____ Data section

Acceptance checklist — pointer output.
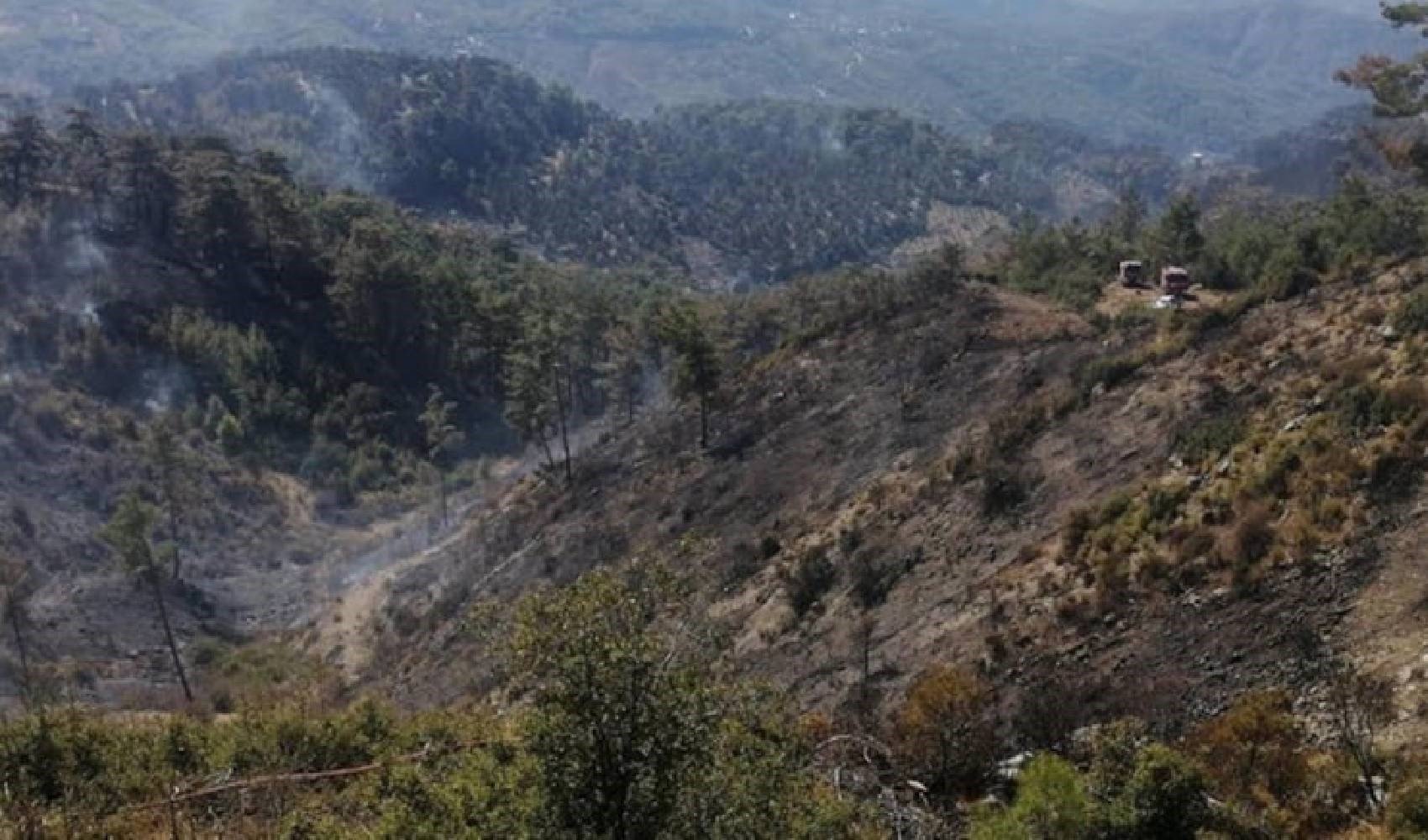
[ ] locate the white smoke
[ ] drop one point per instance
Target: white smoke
(344, 136)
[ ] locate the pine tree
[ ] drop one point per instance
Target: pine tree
(697, 366)
(129, 534)
(443, 438)
(173, 477)
(26, 152)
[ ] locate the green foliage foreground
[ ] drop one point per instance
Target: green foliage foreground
(630, 733)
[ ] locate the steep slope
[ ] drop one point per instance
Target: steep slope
(964, 479)
(746, 192)
(1167, 75)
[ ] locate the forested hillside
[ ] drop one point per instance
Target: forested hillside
(752, 191)
(1164, 73)
(402, 448)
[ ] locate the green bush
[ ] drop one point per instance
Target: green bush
(1409, 811)
(811, 577)
(1413, 313)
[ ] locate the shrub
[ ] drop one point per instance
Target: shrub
(944, 733)
(873, 579)
(1250, 539)
(1413, 313)
(811, 577)
(1109, 372)
(1210, 438)
(1409, 811)
(1052, 801)
(1004, 487)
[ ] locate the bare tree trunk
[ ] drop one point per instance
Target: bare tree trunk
(442, 499)
(563, 407)
(173, 538)
(13, 612)
(704, 422)
(169, 633)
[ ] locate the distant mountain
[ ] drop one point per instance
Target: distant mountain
(1171, 73)
(754, 191)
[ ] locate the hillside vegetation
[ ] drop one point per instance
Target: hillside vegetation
(1166, 73)
(339, 513)
(746, 192)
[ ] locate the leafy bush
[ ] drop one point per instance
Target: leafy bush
(1413, 313)
(811, 577)
(944, 735)
(1210, 438)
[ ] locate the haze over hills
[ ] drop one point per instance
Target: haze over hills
(1170, 75)
(400, 446)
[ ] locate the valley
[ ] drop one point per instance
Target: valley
(399, 444)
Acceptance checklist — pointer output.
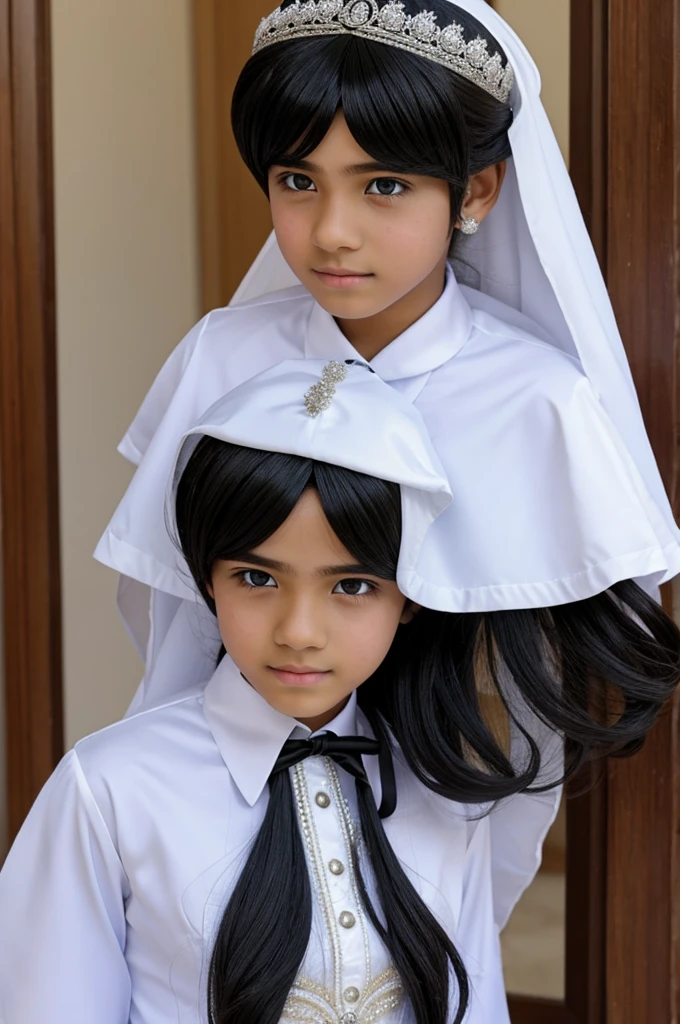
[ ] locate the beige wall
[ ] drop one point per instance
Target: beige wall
(544, 28)
(3, 775)
(127, 290)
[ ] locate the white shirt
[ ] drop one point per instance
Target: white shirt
(112, 893)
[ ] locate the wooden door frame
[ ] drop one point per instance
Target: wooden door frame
(29, 457)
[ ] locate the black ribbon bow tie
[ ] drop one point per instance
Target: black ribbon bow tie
(346, 753)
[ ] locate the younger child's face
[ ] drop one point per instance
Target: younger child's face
(303, 624)
(340, 213)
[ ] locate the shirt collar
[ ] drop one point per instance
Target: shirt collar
(428, 343)
(250, 733)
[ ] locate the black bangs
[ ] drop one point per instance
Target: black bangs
(407, 112)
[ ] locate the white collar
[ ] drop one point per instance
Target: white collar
(250, 733)
(428, 343)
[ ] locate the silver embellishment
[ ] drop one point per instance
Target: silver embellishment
(310, 1001)
(417, 34)
(320, 396)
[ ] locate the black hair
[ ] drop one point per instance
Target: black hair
(409, 113)
(597, 672)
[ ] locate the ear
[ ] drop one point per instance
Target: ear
(483, 190)
(411, 609)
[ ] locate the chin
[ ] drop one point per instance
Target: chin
(348, 307)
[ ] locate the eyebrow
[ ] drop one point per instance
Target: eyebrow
(351, 568)
(353, 169)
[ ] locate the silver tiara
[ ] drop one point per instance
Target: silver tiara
(418, 34)
(320, 396)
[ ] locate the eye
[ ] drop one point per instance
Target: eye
(298, 182)
(257, 579)
(354, 588)
(386, 186)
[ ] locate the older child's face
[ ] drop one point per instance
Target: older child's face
(300, 620)
(363, 240)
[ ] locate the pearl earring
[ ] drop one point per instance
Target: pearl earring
(468, 224)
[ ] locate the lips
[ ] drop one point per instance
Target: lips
(335, 272)
(333, 278)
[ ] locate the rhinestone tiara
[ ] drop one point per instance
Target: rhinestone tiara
(390, 25)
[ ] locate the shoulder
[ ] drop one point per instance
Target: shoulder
(501, 372)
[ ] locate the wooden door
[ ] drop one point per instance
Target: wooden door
(30, 518)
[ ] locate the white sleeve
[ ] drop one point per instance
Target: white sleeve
(62, 892)
(154, 408)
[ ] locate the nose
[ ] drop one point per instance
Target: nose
(301, 625)
(336, 225)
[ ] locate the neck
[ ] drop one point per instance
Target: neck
(371, 335)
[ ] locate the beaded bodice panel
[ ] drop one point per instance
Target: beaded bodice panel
(346, 976)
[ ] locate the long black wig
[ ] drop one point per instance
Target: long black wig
(410, 114)
(597, 672)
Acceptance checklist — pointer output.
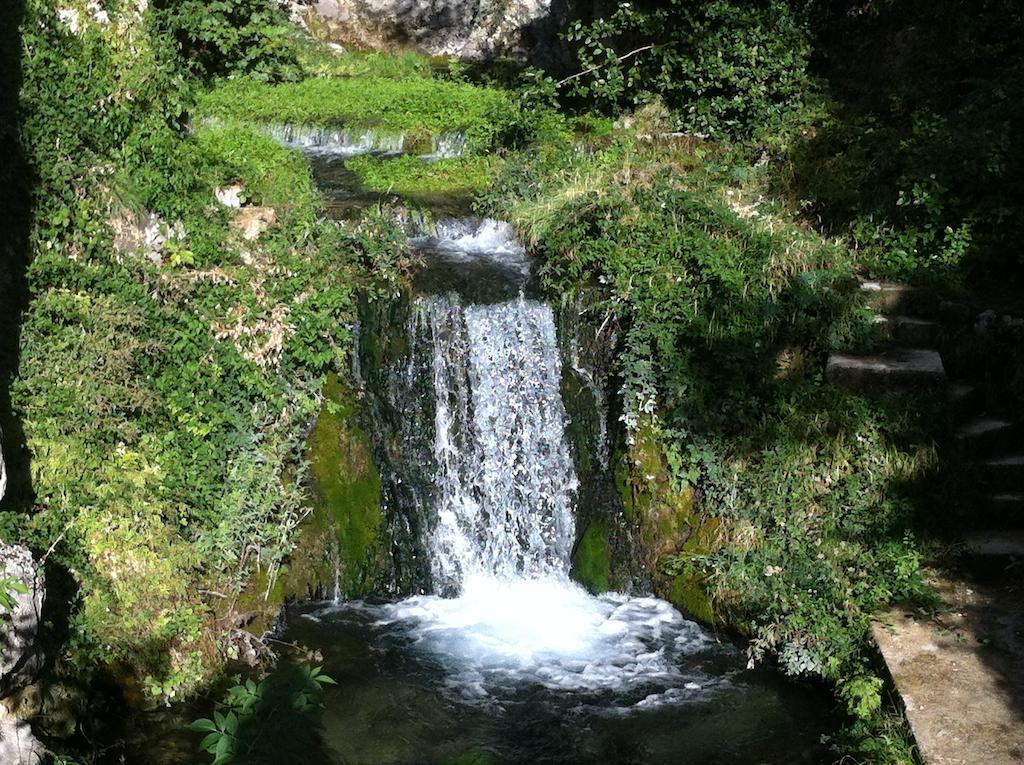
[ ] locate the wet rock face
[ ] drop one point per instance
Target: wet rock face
(19, 656)
(19, 625)
(471, 29)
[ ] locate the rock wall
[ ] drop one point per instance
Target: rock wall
(470, 29)
(19, 654)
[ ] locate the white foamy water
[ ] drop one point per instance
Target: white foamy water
(550, 632)
(465, 240)
(336, 142)
(350, 142)
(501, 519)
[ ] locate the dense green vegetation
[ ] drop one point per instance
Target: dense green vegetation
(415, 107)
(410, 175)
(805, 495)
(169, 365)
(892, 124)
(170, 360)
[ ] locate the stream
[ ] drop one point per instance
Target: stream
(502, 657)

________

◆ Task ◆
Rewrite every line from the one containing "[ ] locate the beaded bodice panel" through the end of the items, requests included, and shift each point coordinate in the answers by adding 51 to both numbers. Leave the pictures out.

◆ Solved exercise ◆
[ ] locate the beaded bodice panel
[ ] drop one point per instance
Target: beaded bodice panel
(397, 1027)
[ ] locate the long black wig
[ ] drop one point per instance
Target: long black wig
(461, 165)
(648, 723)
Acceptance checklist — pointer output.
[ ] locate the wet rock face
[ ] drop one point per instance
Target: wet rock face
(70, 707)
(70, 676)
(522, 80)
[ ] locate the rock wall
[ ] drop one point per instance
Target: rock wall
(521, 80)
(70, 705)
[ ] locate the white foamy water
[ ] drop one point per instance
Target: white foamy water
(601, 683)
(516, 291)
(387, 193)
(401, 193)
(552, 570)
[ ] locate the dense green vegetation
[ ] drop one point per instance
Target: dense green vegetation
(466, 158)
(461, 226)
(856, 546)
(220, 416)
(943, 175)
(221, 411)
[ ] locate the stream
[ ] drop one point per instance
Target: stream
(553, 708)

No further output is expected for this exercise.